* _Requirements_
Extract every line of the data below that contains the word "shoreline", matching its case exactly.
### Data lines ###
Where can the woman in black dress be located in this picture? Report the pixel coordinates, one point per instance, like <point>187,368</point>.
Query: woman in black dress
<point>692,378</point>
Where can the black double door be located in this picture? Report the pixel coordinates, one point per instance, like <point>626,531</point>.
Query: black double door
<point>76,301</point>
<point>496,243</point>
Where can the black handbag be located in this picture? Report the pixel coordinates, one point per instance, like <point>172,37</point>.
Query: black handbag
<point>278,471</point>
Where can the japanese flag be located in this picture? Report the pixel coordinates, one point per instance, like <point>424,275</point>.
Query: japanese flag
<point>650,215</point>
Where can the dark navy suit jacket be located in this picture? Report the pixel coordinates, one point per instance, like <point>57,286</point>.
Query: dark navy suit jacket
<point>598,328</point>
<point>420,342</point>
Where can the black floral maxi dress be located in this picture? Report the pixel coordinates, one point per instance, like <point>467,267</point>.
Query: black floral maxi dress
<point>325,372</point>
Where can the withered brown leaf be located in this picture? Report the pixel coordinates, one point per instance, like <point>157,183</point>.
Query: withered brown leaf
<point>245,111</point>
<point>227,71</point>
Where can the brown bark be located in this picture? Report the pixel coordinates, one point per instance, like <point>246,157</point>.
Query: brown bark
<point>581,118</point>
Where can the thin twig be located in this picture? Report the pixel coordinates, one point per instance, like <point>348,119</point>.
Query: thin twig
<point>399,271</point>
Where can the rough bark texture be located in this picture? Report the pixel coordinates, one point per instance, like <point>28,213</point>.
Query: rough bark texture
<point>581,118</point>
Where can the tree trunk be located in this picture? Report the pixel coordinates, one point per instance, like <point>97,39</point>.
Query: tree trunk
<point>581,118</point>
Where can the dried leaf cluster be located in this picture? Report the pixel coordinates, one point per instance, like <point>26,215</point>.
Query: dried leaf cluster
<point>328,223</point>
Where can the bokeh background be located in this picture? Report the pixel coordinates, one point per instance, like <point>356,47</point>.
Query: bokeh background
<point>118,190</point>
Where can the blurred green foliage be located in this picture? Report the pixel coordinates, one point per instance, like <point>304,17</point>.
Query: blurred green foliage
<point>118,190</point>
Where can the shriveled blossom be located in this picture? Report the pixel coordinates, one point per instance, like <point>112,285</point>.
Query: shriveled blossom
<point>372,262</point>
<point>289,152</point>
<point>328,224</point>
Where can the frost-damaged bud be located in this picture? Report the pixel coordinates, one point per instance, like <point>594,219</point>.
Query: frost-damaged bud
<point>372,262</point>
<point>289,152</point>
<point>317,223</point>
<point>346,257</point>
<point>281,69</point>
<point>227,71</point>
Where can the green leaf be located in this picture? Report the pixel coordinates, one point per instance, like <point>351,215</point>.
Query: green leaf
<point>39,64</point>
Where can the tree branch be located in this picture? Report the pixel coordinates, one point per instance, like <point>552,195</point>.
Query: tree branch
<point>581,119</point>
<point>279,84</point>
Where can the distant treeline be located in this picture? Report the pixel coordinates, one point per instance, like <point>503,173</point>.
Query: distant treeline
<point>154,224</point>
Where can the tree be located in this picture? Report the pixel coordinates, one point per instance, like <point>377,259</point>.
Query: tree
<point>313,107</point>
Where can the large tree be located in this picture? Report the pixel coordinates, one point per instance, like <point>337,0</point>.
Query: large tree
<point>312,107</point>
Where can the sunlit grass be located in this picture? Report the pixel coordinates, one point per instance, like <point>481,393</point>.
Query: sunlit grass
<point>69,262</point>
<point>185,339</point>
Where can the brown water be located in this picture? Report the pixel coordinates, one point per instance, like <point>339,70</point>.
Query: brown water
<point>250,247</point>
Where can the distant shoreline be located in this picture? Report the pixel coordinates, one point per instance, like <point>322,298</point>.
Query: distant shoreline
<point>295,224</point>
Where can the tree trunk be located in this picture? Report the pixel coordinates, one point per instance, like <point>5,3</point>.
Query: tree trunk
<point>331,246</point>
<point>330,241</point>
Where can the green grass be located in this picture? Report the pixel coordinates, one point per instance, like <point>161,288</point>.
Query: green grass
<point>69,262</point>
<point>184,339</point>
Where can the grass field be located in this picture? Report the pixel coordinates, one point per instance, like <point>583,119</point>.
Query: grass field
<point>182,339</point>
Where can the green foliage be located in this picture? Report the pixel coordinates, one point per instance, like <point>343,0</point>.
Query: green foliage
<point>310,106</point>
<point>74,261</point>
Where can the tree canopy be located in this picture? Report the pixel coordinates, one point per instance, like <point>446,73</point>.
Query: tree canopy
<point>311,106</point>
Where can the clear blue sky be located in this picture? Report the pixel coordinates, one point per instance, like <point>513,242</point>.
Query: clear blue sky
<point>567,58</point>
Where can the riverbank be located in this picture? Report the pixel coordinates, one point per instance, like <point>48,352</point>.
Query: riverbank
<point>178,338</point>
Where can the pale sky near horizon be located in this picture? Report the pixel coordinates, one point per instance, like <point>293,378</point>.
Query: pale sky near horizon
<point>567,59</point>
###
### Data lines ###
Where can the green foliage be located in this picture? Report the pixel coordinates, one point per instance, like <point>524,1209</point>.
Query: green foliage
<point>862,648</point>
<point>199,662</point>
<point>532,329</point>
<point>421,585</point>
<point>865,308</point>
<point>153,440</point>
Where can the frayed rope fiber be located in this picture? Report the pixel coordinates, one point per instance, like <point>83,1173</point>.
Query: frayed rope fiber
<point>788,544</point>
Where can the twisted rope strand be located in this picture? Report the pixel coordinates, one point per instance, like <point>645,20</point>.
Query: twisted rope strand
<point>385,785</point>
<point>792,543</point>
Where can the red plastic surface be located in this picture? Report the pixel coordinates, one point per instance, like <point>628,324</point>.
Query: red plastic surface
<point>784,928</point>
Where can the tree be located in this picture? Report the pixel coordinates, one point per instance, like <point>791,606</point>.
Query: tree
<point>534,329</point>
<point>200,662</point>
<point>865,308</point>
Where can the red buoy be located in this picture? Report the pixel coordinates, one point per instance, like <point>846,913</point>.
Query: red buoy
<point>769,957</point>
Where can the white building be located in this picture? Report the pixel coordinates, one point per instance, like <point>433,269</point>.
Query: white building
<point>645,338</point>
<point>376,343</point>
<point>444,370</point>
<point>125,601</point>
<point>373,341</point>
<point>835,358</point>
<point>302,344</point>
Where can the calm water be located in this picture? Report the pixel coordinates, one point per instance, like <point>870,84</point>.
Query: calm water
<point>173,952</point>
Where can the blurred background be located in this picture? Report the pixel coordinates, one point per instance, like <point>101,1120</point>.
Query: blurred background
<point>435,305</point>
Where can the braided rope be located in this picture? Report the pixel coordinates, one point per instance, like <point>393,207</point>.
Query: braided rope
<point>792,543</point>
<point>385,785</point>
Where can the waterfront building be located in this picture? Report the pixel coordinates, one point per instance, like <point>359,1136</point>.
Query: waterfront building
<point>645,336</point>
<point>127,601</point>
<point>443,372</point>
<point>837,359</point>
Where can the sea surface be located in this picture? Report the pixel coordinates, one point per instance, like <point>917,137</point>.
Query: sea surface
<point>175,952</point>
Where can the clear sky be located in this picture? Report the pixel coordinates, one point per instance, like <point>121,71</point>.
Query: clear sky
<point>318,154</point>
###
### Data lines ###
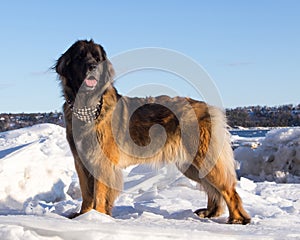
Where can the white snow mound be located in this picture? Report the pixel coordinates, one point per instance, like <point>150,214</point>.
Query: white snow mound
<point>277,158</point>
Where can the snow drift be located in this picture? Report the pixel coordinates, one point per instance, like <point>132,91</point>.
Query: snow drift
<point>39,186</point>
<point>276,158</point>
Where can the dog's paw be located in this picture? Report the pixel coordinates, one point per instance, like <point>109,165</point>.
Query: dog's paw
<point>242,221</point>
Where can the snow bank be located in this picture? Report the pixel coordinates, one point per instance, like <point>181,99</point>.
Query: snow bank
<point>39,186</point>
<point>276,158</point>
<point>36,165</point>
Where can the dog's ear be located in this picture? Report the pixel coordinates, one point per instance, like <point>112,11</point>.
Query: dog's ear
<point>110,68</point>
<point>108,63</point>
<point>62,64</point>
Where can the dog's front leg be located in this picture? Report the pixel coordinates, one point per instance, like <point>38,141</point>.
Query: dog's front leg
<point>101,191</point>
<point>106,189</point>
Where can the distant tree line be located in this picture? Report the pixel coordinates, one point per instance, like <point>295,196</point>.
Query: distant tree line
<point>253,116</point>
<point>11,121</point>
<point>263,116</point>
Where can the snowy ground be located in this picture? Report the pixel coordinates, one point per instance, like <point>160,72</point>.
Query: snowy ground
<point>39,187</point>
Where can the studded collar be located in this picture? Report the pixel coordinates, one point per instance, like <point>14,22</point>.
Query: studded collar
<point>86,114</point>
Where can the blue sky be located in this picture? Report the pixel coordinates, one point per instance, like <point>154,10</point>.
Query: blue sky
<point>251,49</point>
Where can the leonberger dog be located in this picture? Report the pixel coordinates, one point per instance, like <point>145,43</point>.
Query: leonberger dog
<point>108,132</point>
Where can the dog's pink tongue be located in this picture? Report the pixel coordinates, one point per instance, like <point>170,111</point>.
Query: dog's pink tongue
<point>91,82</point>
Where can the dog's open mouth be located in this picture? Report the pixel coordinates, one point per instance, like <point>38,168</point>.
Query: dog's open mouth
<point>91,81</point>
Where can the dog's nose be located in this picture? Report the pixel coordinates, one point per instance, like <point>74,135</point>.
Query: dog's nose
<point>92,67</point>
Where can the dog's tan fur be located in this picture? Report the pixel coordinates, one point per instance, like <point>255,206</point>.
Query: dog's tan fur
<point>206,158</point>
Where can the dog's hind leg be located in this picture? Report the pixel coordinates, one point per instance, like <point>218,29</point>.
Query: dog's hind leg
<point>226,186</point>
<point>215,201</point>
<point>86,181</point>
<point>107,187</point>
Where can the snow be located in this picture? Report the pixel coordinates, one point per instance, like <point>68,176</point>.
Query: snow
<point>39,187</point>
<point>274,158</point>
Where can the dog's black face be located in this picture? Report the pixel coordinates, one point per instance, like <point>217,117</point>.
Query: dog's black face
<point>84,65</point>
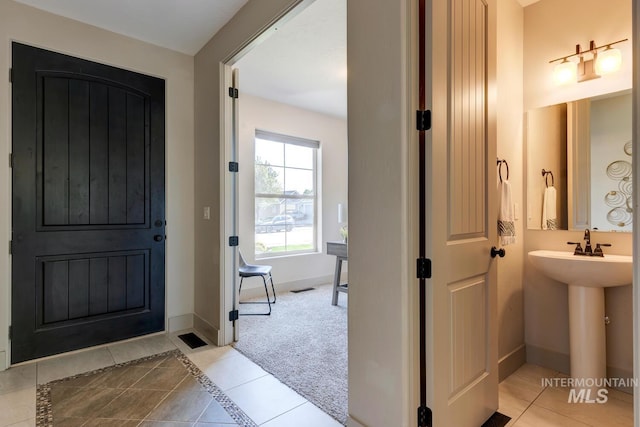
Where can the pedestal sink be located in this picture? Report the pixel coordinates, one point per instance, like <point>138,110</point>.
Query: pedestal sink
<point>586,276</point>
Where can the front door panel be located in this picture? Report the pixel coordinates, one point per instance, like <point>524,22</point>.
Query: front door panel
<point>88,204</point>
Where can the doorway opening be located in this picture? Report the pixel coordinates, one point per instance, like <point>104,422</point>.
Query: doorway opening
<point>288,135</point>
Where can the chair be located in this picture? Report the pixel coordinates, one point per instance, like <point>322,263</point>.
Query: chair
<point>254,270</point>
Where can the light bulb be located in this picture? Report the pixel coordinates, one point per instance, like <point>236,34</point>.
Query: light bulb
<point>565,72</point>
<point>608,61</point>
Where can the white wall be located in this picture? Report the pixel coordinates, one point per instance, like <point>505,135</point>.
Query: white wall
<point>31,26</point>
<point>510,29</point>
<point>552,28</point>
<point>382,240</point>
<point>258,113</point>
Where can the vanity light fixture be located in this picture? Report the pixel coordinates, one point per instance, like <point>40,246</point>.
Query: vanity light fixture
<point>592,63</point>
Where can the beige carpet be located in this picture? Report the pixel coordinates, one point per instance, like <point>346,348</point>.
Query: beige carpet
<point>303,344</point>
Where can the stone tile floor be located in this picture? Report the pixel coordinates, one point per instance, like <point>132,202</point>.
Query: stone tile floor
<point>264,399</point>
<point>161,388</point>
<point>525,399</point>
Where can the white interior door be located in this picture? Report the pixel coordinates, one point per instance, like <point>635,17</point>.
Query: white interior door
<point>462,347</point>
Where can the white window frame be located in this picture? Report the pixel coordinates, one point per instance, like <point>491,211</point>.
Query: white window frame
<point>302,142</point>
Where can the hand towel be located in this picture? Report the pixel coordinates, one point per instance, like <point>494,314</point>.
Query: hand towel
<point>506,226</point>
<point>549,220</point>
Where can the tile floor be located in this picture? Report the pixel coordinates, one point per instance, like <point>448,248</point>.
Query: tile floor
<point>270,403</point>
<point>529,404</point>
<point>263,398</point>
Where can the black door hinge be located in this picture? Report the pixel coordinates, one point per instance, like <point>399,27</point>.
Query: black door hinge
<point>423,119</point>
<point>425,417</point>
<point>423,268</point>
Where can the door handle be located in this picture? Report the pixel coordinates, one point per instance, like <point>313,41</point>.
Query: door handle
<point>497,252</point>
###
* _Written response_
Where can the distant shoreline be located in this picture? Report the pixel coordinates, one point per instance, like <point>322,298</point>.
Query: distant shoreline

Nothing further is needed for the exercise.